▸ Instructions
1. In the soffit thread, how far should the soffit project from the wall?
2. Continue the soffit thread from where it stops.

▸ Passage shown
┄┄┄┄┄┄

# Framing a suspended/floating soffit?



## OuchMyThumb (Jan 20, 2010)

I've got to frame a soffit that projects from wall and isn't supported above or below it. I'd like it to project 2' from the wall and be 1' in height. The longest span will go about 20' in length and needs only to support its drywall and a few recessed cans.

I'm wondering whether I need to to any additional framing to stiffen it up so that the outside has little movement (i.e. - don't want the drywall cracking on me.) I was thinking some diagonal bracing or strapping perhaps? These pics illustrate better what I'm looking for. Anyone care to share any experience with this type of soffit?

Thanks,
Aaron


----------



## Bastien1337 (Dec 20, 2010)

going corner to corner as per your 3d drawing should add lots of strength and help to tie the front end from sagging to badly, should be quite strong in a two' span.

if you can try lagging a framing member back into the studs sistered alongside your cripples. make a break in your back ledger at one of these junctions and continue to run beside it. Use it as a cantilever that way it still wont be seen and will add more resistance against the downward force acting on the front plate


----------



## OuchMyThumb (Jan 20, 2010)

Thanks Bastien. Yeah, I thought about doing that, but it's a remodel so I'd have to cut out the existing sheetrock and since it's an exterior wall, I'd be cutting through the vapor barrier as well and would have to patch that back up. It's a good idea, but I was trying to avoid it.

┄┄┄┄┄┄

▸ Record list
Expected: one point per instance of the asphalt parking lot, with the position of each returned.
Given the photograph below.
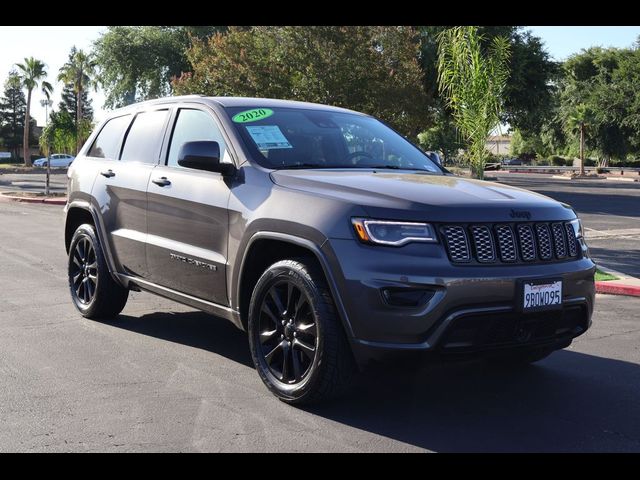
(164, 377)
(610, 212)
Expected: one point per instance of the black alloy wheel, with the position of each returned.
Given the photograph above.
(93, 289)
(297, 341)
(85, 274)
(288, 332)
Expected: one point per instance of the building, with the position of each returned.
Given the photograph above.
(499, 144)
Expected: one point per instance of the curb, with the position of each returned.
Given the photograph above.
(49, 201)
(616, 288)
(623, 179)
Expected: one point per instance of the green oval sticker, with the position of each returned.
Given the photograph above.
(252, 115)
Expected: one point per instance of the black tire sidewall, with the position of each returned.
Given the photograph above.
(85, 231)
(301, 278)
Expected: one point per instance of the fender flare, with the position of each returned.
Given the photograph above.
(322, 260)
(100, 232)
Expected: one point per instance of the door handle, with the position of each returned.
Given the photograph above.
(162, 181)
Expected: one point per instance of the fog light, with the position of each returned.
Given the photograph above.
(406, 297)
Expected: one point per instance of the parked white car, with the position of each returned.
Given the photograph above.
(57, 160)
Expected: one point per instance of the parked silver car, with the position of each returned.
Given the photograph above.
(57, 160)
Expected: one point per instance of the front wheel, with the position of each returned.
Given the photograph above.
(93, 291)
(297, 343)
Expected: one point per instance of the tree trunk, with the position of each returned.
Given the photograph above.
(78, 118)
(581, 149)
(46, 185)
(25, 138)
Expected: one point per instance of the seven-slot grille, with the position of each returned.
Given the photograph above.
(510, 243)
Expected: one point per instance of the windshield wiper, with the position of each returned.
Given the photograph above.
(395, 167)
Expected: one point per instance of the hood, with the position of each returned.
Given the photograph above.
(418, 196)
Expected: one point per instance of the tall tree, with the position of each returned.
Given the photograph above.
(69, 103)
(79, 72)
(32, 73)
(472, 83)
(532, 74)
(371, 69)
(13, 106)
(603, 83)
(137, 62)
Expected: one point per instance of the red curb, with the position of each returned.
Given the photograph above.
(50, 201)
(614, 288)
(55, 201)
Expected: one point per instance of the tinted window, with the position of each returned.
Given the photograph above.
(145, 135)
(300, 138)
(107, 143)
(191, 126)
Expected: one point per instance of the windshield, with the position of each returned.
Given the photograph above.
(285, 138)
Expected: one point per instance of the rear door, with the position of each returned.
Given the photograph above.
(187, 215)
(121, 189)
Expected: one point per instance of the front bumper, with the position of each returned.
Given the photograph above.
(478, 300)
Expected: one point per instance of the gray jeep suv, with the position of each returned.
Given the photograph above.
(328, 237)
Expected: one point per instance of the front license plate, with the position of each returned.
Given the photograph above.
(541, 295)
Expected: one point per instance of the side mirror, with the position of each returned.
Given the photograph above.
(203, 155)
(435, 157)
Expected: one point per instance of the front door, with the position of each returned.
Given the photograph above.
(187, 215)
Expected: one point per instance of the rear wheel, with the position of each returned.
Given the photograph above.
(297, 342)
(93, 291)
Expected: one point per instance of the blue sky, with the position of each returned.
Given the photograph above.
(561, 42)
(52, 45)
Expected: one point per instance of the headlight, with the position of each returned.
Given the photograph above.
(395, 234)
(577, 227)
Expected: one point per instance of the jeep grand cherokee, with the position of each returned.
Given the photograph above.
(327, 236)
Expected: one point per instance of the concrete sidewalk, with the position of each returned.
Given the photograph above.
(626, 285)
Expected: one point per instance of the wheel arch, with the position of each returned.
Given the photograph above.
(80, 212)
(266, 248)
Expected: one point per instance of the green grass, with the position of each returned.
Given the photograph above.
(604, 277)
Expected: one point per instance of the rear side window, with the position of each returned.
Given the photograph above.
(145, 135)
(107, 143)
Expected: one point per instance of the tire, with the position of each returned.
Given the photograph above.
(275, 353)
(100, 297)
(520, 358)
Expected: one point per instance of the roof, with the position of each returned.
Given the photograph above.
(249, 102)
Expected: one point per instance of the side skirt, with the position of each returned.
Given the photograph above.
(213, 308)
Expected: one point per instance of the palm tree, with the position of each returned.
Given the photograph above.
(578, 121)
(32, 73)
(472, 80)
(79, 71)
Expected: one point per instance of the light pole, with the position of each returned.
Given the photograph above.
(46, 103)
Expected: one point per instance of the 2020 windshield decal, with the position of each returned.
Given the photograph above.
(252, 115)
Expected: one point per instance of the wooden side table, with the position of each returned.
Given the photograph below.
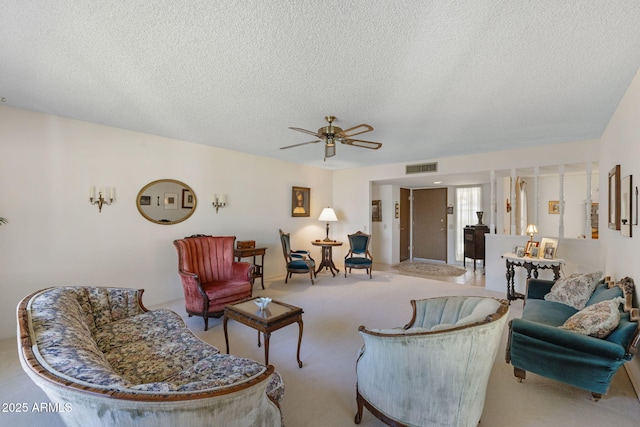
(277, 315)
(258, 271)
(531, 265)
(327, 255)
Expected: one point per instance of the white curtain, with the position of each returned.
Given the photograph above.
(468, 202)
(521, 207)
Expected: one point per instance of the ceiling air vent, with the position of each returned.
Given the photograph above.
(424, 167)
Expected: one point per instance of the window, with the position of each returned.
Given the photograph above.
(468, 202)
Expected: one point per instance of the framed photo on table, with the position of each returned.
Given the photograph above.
(548, 248)
(530, 245)
(535, 252)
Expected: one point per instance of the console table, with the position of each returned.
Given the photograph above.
(531, 265)
(327, 255)
(258, 271)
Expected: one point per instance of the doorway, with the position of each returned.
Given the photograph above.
(405, 223)
(430, 224)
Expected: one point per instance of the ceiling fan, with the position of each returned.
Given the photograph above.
(330, 134)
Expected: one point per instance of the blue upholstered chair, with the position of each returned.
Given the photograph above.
(358, 256)
(299, 261)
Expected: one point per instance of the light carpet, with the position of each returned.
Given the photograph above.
(423, 268)
(322, 392)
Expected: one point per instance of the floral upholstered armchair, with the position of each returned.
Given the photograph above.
(210, 277)
(433, 371)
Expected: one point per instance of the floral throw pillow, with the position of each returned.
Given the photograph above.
(597, 320)
(574, 290)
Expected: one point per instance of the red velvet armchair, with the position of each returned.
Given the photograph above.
(210, 276)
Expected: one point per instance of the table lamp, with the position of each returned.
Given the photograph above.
(327, 215)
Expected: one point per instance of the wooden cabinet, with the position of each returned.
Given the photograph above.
(474, 243)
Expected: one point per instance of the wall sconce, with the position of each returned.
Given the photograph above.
(219, 201)
(101, 201)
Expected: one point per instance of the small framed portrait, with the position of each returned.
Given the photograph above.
(300, 201)
(548, 248)
(171, 200)
(187, 199)
(535, 252)
(376, 213)
(530, 245)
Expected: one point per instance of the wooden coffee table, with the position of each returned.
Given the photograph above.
(277, 315)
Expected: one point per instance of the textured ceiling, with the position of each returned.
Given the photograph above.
(434, 78)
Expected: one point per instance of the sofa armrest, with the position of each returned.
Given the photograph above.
(568, 339)
(538, 288)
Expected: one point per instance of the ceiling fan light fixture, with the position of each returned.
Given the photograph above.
(329, 150)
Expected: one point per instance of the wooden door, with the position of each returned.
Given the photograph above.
(405, 223)
(430, 224)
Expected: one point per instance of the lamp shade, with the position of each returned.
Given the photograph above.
(327, 215)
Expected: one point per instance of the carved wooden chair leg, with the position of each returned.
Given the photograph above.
(358, 417)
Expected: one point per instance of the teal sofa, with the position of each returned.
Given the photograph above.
(537, 344)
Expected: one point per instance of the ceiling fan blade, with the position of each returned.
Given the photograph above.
(363, 144)
(306, 131)
(297, 145)
(356, 130)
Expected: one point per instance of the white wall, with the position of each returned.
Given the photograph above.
(621, 146)
(55, 237)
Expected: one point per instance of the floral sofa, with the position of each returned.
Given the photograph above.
(99, 352)
(579, 330)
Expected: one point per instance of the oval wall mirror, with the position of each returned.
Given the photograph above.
(166, 201)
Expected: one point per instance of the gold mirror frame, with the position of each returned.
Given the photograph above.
(167, 202)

┄┄┄┄┄┄

▸ Task results
1. 2 feet

2.
----------



## Bastien1337 (Dec 20, 2010)

20' long is that the dimension from wall to wall or from where one of the bulkheads meets the other one that spans the back wall? its the span that concerns me the most not the projection. longest 2x4 16'? splice on the middle could be weak point.


----------



## OuchMyThumb (Jan 20, 2010)

It looks like the span from wall to the adjacent bulkhead would be just under 17'. I'd just keep any splices toward the end and perhaps reinforce them with a mending plate or sister them from behind.


----------



## griz (Nov 26, 2009)

Try some heavy steel brackets/gussets lagged to the wall.

I failed to attend the levitation class when it was offered.:furious::w00t:


----------



## Joe Carola (Jun 15, 2004)

OuchMyThumb said:


> I've got to frame a soffit that projects from wall and isn't supported above or below it. I'd like it to project 2' from the wall and be 1' in height. The longest span will go about 20' in length and needs only to support its drywall and a few recessed cans.
> 
> I'm wondering whether I need to to any additional framing to stiffen it up so that the outside has little movement (i.e. - don't want the drywall cracking on me.) I was thinking some diagonal bracing or strapping perhaps? These pics illustrate better what I'm looking for. Anyone care to share any experience with this type of soffit?
> 
> ...


Install angled 2x4's like you would when framing a Pent Roof. Or you can use plywood gussets.


----------



## detroit687 (Sep 4, 2008)

I would just build box beam headers out of 3 5/8 metal stud and track fastest easiest and straight as a arrow 25 guage should be fine


----------



## Gough (May 1, 2010)

detroit687 said:


> I would just build box beam headers out of 3 5/8 metal stud and track fastest easiest and straight as a arrow 25 guage should be fine


 
That was my initial reaction as well. Around here, a lot of soffits get built with metal studs and track, often the only steel framing in the house. It's light and it's straight, and it's a lot easier to build the frame on the ground.


----------



## FramingPro (Jan 31, 2010)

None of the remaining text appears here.